[SET EXERCISE 1] Extract the lines of the records verbatim, from the first line of the records up to and including the line with "[(80, 471)]".

+---+

Of course, many others aside from Socrates have offered poignant philosophical arguments, which continue to be sources of inspiration for our performative practice. For instance, Sartre, when reflecting upon Heidegger, examines the concept of authenticity, taking it to the extreme. By discussing different ways of living abstractly, he comments on the detachment of the individual from factual reality. For Sartre, this is not a fallback to shy away from the problems of the world and to avoid external influences in order to preserve one’s integrity. Rather, this represents the only ideal situation from which to critically and radically engage with social and political conventions that people have created but that have proved to be a complete dramatic failure (Martinot 1991). Additionally, Eric Fromm writes extensively on “genuine individuality” (1942, 208), suggesting that an authentic person is one who attempts to live their life according to the needs of their inner being, rather than letting themself be influenced by the demands of society or early conditioning. Nowadays, Fromm’s notion of authenticity as genuineness, openness, and self-disclosure has become a common definition in psychological science (Wood, Wood, and Boy 2010). We believe that authenticity refers to art as an expression of the artist’s self (see Kivy 1995), while a personally authentic performance is faithful to a performer’s individual genius and interpretation (text, score, concept, etc.) (Young 1988).

+---+

[SET EXERCISE 2] Copy the passage on authenticity word for word.

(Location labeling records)
+---+

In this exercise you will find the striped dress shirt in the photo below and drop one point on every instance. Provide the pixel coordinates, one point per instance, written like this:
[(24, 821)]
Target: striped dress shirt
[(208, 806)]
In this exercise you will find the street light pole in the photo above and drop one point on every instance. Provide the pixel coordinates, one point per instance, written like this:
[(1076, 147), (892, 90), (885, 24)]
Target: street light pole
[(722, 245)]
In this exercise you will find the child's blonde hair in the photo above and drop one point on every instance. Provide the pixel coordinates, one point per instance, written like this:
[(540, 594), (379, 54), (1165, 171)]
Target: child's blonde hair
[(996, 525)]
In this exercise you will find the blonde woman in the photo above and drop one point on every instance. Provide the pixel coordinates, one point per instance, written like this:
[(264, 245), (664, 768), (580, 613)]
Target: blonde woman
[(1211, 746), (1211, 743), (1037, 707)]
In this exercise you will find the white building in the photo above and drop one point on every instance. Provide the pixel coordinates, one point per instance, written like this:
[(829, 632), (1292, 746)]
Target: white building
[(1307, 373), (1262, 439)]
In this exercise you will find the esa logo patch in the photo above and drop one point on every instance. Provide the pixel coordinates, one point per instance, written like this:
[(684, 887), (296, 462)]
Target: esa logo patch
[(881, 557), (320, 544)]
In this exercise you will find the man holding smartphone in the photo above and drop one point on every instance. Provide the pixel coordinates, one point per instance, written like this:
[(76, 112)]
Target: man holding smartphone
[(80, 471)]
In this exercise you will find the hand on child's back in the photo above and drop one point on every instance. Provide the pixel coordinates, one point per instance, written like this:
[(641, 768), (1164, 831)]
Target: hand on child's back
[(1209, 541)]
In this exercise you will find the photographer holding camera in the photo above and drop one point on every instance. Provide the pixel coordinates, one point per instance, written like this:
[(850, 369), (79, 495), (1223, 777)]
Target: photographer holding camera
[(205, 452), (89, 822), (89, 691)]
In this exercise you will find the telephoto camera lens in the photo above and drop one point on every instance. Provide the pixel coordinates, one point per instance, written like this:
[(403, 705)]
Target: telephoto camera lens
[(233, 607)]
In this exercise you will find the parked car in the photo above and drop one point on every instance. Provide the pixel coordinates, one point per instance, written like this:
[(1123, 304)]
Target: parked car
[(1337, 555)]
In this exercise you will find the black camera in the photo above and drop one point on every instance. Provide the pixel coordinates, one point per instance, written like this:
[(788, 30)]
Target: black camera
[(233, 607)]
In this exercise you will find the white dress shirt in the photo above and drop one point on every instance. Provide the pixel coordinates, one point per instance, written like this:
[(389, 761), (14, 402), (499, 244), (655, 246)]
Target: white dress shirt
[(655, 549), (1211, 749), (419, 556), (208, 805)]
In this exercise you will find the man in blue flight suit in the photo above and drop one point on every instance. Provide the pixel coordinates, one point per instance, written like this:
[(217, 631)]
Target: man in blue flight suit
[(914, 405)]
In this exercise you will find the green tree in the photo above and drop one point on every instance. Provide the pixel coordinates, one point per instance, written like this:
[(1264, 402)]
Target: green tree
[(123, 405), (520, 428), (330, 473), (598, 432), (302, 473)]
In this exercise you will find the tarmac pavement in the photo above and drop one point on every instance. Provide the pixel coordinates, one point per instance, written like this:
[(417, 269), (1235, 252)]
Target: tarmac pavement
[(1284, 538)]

+---+

[WRITTEN ANSWER 1]
In this exercise you will find the striped dress shirt in the photo below and drop one point on every instance. Provide the pixel coordinates, one point per instance, written like this:
[(24, 821)]
Target: striped dress shirt
[(208, 806)]
In this exercise you will find the street light pole in the photo above and drop one point on every instance. Provide the pixel coordinates, one point per instance, written like this:
[(1076, 147), (892, 90), (885, 24)]
Target: street light pole
[(722, 245)]
In this exercise you will find the child's blonde hair in the photo above and drop one point on every instance. Provide the pixel coordinates, one point per instance, written like this:
[(540, 594), (379, 54), (1165, 171)]
Target: child's blonde hair
[(996, 525)]
In this exercise you will find the blonde woman in the photo above and drop one point on every instance. Provide the pixel coordinates, one point per instance, written like this:
[(264, 245), (664, 768), (580, 613)]
Target: blonde woman
[(1211, 746), (1211, 743), (1037, 707)]
In this exercise you will find the white building in the photo above and drop one point on every instance. Provide the pixel coordinates, one point per instance, written like this:
[(829, 632), (1292, 746)]
Target: white building
[(1307, 373), (1262, 439)]
In this exercise you will find the esa logo patch in the photo above and drop one point on every instance. Provide the pixel coordinates, one point per instance, written like this:
[(684, 887), (296, 462)]
Target: esa logo patch
[(881, 557), (320, 544)]
In this exercise you will find the man holding smartphone in the photo above and drop one point on every instance. Provide the pixel coordinates, one point per instance, written like this:
[(76, 112)]
Target: man holding smartphone
[(80, 471)]

[WRITTEN ANSWER 2]
Of course, many others aside from Socrates have offered poignant philosophical arguments, which continue to be sources of inspiration for our performative practice. For instance, Sartre, when reflecting upon Heidegger, examines the concept of authenticity, taking it to the extreme. By discussing different ways of living abstractly, he comments on the detachment of the individual from factual reality. For Sartre, this is not a fallback to shy away from the problems of the world and to avoid external influences in order to preserve one’s integrity. Rather, this represents the only ideal situation from which to critically and radically engage with social and political conventions that people have created but that have proved to be a complete dramatic failure (Martinot 1991). Additionally, Eric Fromm writes extensively on “genuine individuality” (1942, 208), suggesting that an authentic person is one who attempts to live their life according to the needs of their inner being, rather than letting themself be influenced by the demands of society or early conditioning. Nowadays, Fromm’s notion of authenticity as genuineness, openness, and self-disclosure has become a common definition in psychological science (Wood, Wood, and Boy 2010). We believe that authenticity refers to art as an expression of the artist’s self (see Kivy 1995), while a personally authentic performance is faithful to a performer’s individual genius and interpretation (text, score, concept, etc.) (Young 1988).